Material for this exercise »
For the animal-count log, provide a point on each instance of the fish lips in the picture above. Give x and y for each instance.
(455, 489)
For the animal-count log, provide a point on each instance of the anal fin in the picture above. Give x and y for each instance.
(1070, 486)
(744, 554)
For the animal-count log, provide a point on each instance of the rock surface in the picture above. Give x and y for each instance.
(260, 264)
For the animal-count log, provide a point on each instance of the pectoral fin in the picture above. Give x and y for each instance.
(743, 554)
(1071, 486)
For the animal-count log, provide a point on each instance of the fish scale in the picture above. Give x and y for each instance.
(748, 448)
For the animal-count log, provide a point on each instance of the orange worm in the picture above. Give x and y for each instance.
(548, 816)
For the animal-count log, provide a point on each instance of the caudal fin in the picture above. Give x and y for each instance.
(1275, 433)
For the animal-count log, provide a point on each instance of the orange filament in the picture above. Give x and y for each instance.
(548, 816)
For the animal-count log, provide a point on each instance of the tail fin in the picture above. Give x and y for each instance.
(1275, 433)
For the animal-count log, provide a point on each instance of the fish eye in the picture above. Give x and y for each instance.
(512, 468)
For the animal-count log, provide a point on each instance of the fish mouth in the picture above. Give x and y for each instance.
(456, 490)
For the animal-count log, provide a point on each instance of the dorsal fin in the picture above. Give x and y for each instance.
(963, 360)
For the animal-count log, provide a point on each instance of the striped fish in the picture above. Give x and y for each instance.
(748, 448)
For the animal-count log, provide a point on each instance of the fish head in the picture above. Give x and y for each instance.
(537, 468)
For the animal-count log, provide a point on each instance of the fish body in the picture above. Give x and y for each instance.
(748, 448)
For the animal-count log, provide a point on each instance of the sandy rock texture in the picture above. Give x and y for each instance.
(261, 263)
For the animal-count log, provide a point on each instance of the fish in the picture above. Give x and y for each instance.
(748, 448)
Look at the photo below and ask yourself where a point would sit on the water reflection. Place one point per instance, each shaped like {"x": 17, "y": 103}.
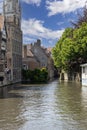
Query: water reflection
{"x": 55, "y": 106}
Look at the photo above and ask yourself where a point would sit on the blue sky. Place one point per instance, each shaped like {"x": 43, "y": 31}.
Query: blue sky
{"x": 47, "y": 19}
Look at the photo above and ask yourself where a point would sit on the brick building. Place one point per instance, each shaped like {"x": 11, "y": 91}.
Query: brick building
{"x": 12, "y": 17}
{"x": 37, "y": 56}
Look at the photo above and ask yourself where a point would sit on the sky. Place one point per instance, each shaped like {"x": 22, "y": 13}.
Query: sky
{"x": 47, "y": 19}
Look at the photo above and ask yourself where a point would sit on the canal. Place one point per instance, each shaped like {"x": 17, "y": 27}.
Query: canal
{"x": 53, "y": 106}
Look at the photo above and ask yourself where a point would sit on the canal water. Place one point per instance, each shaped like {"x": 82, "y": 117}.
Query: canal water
{"x": 53, "y": 106}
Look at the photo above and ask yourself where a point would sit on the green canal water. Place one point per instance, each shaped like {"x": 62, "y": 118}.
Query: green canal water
{"x": 53, "y": 106}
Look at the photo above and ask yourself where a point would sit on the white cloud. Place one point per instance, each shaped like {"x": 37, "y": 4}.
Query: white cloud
{"x": 36, "y": 2}
{"x": 35, "y": 28}
{"x": 64, "y": 6}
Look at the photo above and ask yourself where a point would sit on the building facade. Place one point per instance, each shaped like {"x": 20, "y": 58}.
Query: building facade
{"x": 3, "y": 61}
{"x": 12, "y": 18}
{"x": 36, "y": 56}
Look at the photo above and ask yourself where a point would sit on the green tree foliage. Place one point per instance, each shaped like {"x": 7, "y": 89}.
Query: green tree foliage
{"x": 81, "y": 18}
{"x": 35, "y": 76}
{"x": 71, "y": 50}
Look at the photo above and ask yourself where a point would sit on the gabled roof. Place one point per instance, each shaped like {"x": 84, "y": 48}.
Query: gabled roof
{"x": 1, "y": 22}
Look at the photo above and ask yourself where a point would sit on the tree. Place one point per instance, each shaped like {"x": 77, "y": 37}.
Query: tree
{"x": 71, "y": 50}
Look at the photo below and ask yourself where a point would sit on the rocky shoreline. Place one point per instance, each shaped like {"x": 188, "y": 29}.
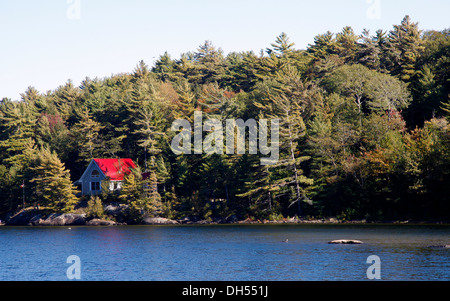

Exercise brief » What is the number of lines in the listing that hold "below"? Give that number and nothing more.

Task result » 2